(Region segmentation data)
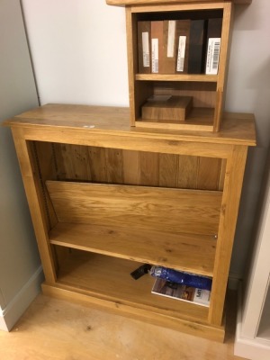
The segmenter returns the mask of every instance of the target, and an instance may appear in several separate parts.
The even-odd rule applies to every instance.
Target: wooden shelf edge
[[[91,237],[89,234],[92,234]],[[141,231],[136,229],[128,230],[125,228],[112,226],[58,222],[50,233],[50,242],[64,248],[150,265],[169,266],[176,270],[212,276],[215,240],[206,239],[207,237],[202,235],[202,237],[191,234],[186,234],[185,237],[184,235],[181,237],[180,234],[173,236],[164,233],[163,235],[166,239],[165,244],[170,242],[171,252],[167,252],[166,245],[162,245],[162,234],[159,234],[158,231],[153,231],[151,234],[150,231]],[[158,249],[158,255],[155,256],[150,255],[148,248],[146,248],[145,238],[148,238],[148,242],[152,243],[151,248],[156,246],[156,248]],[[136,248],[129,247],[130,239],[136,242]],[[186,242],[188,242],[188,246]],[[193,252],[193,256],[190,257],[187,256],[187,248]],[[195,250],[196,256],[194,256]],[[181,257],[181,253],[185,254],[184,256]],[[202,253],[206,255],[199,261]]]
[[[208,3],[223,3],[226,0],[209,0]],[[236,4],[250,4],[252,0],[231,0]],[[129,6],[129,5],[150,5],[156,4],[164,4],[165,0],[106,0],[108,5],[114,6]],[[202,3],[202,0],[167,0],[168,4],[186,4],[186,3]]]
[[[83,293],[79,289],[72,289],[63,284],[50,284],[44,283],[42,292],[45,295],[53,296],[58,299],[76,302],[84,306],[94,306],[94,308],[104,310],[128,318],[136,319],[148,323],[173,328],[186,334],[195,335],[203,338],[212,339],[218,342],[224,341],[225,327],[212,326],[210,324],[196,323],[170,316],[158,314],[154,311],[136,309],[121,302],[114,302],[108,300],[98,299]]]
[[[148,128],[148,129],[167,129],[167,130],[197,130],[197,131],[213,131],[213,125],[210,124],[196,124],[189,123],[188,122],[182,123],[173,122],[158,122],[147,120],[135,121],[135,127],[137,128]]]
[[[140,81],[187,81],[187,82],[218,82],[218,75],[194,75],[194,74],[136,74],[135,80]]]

**Instruction**
Recast every line of the region segmentation data above as a Markdown table with the columns "No." and "Content," numbering each line and skipping blank lines. Leave the pictures out of the table.

**Task solution**
| No. | Content |
|---|---|
| 1 | The segmenter returns the mask of every instance of the target, and an instance may appear in several separate parts. |
| 2 | The even-odd rule applies to every instance. |
| 3 | Target: wooden shelf edge |
| 4 | [[[91,237],[89,234],[92,234]],[[141,231],[136,229],[128,230],[125,228],[112,226],[58,222],[50,233],[50,242],[64,248],[150,265],[169,266],[176,270],[212,276],[215,240],[206,239],[207,237],[202,235],[202,237],[191,234],[186,234],[185,237],[184,235],[181,237],[180,234],[173,236],[164,233],[163,235],[166,239],[165,244],[170,242],[171,252],[167,252],[166,245],[162,245],[162,234],[159,234],[158,231],[153,231],[151,234],[150,231]],[[158,249],[158,255],[155,256],[150,255],[148,248],[146,248],[145,238],[148,238],[148,242],[152,243],[151,248],[156,246],[156,248]],[[136,248],[129,247],[130,239],[136,242]],[[186,242],[188,242],[188,246]],[[193,252],[193,256],[190,257],[187,256],[187,248]],[[195,250],[196,256],[194,256]],[[181,257],[181,253],[185,254],[184,256]],[[202,253],[206,255],[199,261]]] |
| 5 | [[[208,3],[223,3],[226,0],[209,0]],[[236,4],[250,4],[252,0],[231,0]],[[129,6],[129,5],[150,5],[156,4],[164,4],[165,0],[106,0],[108,5],[114,6]],[[202,3],[202,0],[167,0],[168,4],[186,4],[186,3]]] |
| 6 | [[[83,293],[79,289],[72,289],[63,284],[50,284],[44,283],[42,292],[45,295],[53,296],[58,299],[76,302],[84,306],[94,306],[94,308],[104,310],[128,318],[136,319],[148,323],[173,328],[186,334],[195,335],[203,338],[212,339],[218,342],[224,341],[225,327],[212,326],[210,324],[196,323],[170,316],[158,314],[154,311],[136,309],[121,302],[114,302],[108,300],[98,299]]] |
| 7 | [[[148,128],[148,129],[167,129],[167,130],[197,130],[197,131],[213,131],[213,125],[210,124],[196,124],[189,123],[188,122],[182,123],[173,122],[158,122],[147,120],[135,121],[135,127],[137,128]]] |
| 8 | [[[140,81],[187,81],[187,82],[218,82],[218,75],[194,75],[194,74],[136,74],[135,80]]] |